__Supplied information__
# # # # # # #
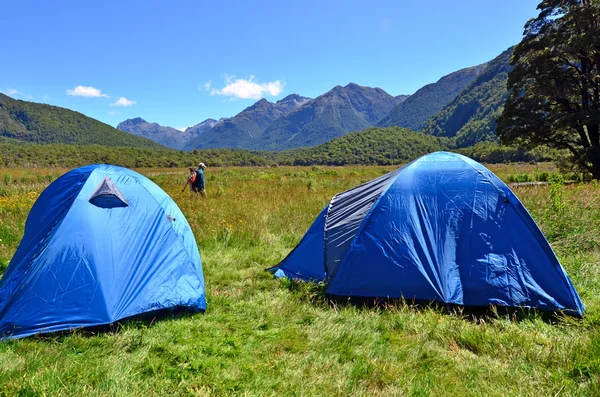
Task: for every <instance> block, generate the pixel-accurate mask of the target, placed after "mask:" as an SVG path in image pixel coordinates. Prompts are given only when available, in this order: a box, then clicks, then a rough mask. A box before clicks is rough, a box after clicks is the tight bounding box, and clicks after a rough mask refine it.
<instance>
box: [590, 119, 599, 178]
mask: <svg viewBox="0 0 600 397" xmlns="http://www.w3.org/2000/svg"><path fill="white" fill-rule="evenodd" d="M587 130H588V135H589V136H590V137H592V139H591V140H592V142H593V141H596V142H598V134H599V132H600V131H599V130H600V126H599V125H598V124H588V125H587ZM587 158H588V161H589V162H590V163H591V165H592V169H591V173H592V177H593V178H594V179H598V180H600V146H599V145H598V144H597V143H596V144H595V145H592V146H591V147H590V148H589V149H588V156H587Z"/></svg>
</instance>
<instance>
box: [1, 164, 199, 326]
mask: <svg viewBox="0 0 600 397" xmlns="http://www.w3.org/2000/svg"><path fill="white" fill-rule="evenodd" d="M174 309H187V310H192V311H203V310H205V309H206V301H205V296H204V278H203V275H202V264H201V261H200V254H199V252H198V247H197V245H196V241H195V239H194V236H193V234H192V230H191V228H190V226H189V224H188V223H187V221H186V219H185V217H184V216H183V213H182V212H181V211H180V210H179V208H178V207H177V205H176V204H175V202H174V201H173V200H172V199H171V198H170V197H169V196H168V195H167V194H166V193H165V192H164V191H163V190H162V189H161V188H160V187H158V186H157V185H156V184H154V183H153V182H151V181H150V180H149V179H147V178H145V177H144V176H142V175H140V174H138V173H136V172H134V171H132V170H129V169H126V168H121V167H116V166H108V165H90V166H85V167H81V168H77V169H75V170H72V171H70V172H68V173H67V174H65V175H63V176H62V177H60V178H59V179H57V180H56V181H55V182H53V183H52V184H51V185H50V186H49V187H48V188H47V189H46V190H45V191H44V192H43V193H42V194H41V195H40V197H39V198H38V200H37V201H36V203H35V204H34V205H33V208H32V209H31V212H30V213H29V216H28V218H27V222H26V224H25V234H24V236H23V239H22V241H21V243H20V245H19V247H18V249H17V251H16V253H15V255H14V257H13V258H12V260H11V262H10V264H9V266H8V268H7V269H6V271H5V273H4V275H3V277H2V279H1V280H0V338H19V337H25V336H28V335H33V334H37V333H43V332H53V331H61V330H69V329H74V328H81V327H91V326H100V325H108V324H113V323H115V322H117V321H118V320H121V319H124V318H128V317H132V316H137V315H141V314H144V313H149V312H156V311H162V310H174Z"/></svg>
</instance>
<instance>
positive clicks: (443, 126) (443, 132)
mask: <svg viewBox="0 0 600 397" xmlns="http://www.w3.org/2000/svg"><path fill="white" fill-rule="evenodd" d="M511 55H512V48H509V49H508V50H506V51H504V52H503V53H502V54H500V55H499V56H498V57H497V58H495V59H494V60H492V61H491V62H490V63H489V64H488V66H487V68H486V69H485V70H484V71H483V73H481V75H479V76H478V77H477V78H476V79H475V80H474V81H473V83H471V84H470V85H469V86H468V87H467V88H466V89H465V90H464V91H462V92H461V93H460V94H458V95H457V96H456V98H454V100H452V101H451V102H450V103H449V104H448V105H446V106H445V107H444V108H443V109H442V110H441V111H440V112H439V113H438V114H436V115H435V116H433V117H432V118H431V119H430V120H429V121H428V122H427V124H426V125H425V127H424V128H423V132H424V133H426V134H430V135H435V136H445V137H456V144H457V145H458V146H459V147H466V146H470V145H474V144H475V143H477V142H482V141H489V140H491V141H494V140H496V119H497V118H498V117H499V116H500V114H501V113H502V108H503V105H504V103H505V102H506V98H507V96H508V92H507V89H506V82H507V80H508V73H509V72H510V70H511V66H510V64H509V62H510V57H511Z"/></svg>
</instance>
# # # # # # #
__Action item__
Which lines of the entries above contain the word "clicks"? Show each of them in full.

__Problem solution__
Task: for every <instance> block, generate the pixel-accurate mask of the target, placed after "mask:" as an SVG path in image pixel coordinates. Prompts are given only when available, in this order: a box, then clicks, then a rough mask. A box before clicks is rough, a box after clicks is the tight bounding box, and clicks after a rough mask refine it.
positive clicks: (443, 126) (443, 132)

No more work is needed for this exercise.